WORK TASK. In this exercise, the data must be written out exactly.

(Stored data entries)
▶
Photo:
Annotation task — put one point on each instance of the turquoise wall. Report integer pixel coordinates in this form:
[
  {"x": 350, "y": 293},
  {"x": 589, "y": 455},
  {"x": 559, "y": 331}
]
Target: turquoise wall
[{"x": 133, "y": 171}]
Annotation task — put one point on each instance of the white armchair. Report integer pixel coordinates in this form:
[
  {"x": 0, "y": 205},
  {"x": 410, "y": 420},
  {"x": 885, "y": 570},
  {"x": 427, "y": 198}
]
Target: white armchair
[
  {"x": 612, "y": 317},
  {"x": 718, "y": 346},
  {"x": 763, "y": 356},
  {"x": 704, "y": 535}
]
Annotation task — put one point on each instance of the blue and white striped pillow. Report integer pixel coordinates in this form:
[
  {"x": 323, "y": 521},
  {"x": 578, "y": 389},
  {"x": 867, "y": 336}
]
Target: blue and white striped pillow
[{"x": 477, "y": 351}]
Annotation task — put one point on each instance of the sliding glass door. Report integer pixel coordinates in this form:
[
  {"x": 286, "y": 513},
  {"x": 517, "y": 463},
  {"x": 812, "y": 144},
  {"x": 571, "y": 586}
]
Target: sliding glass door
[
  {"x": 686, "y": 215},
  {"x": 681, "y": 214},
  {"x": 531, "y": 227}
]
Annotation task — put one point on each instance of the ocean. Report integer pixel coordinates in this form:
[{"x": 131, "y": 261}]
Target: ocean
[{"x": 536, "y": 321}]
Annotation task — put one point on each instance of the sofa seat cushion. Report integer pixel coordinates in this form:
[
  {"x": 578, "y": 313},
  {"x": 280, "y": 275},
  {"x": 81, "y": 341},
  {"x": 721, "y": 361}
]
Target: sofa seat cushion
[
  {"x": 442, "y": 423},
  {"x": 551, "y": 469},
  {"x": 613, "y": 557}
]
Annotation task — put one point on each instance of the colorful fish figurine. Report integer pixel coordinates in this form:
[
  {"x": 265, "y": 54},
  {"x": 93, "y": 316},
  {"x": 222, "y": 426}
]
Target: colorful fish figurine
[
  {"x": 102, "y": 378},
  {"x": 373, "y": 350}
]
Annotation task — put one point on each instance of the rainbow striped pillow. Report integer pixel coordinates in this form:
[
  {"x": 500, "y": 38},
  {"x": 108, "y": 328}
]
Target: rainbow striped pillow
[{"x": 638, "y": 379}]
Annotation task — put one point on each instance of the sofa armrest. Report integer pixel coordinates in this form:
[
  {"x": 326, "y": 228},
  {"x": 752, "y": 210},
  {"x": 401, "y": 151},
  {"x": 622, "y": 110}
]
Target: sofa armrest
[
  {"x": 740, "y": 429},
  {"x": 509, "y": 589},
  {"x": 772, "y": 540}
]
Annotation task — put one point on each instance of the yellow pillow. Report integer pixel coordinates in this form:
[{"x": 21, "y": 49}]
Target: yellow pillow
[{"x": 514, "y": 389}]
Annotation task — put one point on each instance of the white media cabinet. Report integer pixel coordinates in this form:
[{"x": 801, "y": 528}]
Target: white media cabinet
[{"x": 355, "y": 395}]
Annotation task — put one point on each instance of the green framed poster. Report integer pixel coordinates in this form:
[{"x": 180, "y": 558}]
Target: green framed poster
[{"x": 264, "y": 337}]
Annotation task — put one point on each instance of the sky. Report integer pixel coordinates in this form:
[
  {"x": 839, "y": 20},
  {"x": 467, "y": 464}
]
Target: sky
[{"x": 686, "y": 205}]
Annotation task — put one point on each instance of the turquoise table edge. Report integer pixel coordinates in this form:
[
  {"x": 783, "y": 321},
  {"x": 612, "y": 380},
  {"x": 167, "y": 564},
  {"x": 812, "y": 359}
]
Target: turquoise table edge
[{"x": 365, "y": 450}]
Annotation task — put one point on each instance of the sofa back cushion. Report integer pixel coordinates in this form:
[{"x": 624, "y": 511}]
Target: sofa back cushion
◀
SOLUTION BELOW.
Photo:
Annotation task — put one point on each instance of the turquoise wall. Report integer pixel coordinates in this form:
[
  {"x": 350, "y": 293},
  {"x": 589, "y": 455},
  {"x": 559, "y": 331}
]
Target: turquoise wall
[{"x": 133, "y": 171}]
Annotation task — put one point on each instance of the white armchair. Report integer pixel coordinates in this form:
[
  {"x": 0, "y": 205},
  {"x": 410, "y": 420},
  {"x": 885, "y": 570},
  {"x": 427, "y": 198}
]
Target: white armchair
[
  {"x": 612, "y": 317},
  {"x": 718, "y": 346},
  {"x": 763, "y": 356},
  {"x": 704, "y": 535}
]
Annotation task — put one point on each instance of the blue and white striped pillow. Report integer pixel coordinates in this form:
[
  {"x": 323, "y": 521},
  {"x": 578, "y": 389},
  {"x": 867, "y": 336}
]
Target: blue and white striped pillow
[{"x": 477, "y": 351}]
Annotation task — put one point on each instance of the sliding glass door. Report integer pixel coordinates in this form:
[
  {"x": 286, "y": 513},
  {"x": 517, "y": 463},
  {"x": 812, "y": 144},
  {"x": 571, "y": 586}
]
Target: sliding glass door
[
  {"x": 686, "y": 215},
  {"x": 681, "y": 214},
  {"x": 531, "y": 227}
]
Annotation task — put one point on each instance of the ocean. Report integer pixel coordinates in this form:
[{"x": 131, "y": 261}]
Target: ocean
[{"x": 536, "y": 321}]
Annotation task — put one point on each instance of the sofa seat cushion. Report integer pixel coordinates in this form:
[
  {"x": 578, "y": 313},
  {"x": 280, "y": 275},
  {"x": 81, "y": 341},
  {"x": 721, "y": 361}
]
Target: sofa seat cushion
[
  {"x": 442, "y": 423},
  {"x": 551, "y": 469},
  {"x": 613, "y": 557}
]
Annotation task — put one point on each instance of the colorful fish figurine. Report integer pixel coordinates in this form:
[
  {"x": 265, "y": 54},
  {"x": 93, "y": 316},
  {"x": 222, "y": 426}
]
Target: colorful fish figurine
[
  {"x": 102, "y": 378},
  {"x": 373, "y": 350}
]
Annotation task — put one point on each instance of the rainbow striped pillow. Report integer pixel coordinates in this form:
[
  {"x": 500, "y": 38},
  {"x": 108, "y": 328}
]
Target: rainbow striped pillow
[{"x": 638, "y": 379}]
Annotation task — put one point on each instance of the sofa armrest. Report integer pixel coordinates in this form:
[
  {"x": 326, "y": 228},
  {"x": 752, "y": 210},
  {"x": 401, "y": 151},
  {"x": 622, "y": 110}
]
Target: sofa armrest
[
  {"x": 740, "y": 429},
  {"x": 509, "y": 589},
  {"x": 772, "y": 540}
]
Annotation task — put one point on each instance of the yellow pillow. Report integer pixel coordinates in this form:
[{"x": 21, "y": 49}]
Target: yellow pillow
[{"x": 514, "y": 389}]
Annotation task — put one point on each instance of the white media cabinet. Report integer pixel coordinates in this form:
[{"x": 801, "y": 528}]
Target: white media cabinet
[{"x": 355, "y": 395}]
Annotation task — put one point on each instance of the green framed poster. Report integer pixel coordinates in this form:
[{"x": 180, "y": 558}]
Target: green framed poster
[{"x": 264, "y": 337}]
Annotation task — put one point on each instance of the sky. Report integer pixel coordinates in this form:
[
  {"x": 839, "y": 20},
  {"x": 467, "y": 464}
]
Target: sky
[{"x": 686, "y": 205}]
Annotation task — put one point on each instance of the turquoise table edge. Report integer pixel coordinates in this form:
[
  {"x": 783, "y": 321},
  {"x": 612, "y": 380},
  {"x": 167, "y": 564},
  {"x": 812, "y": 359}
]
Target: turquoise table edge
[{"x": 365, "y": 450}]
Annotation task — put one point on each instance of the sofa back cushion. Report integer pixel coordinates in this form:
[{"x": 624, "y": 511}]
Target: sofa back cushion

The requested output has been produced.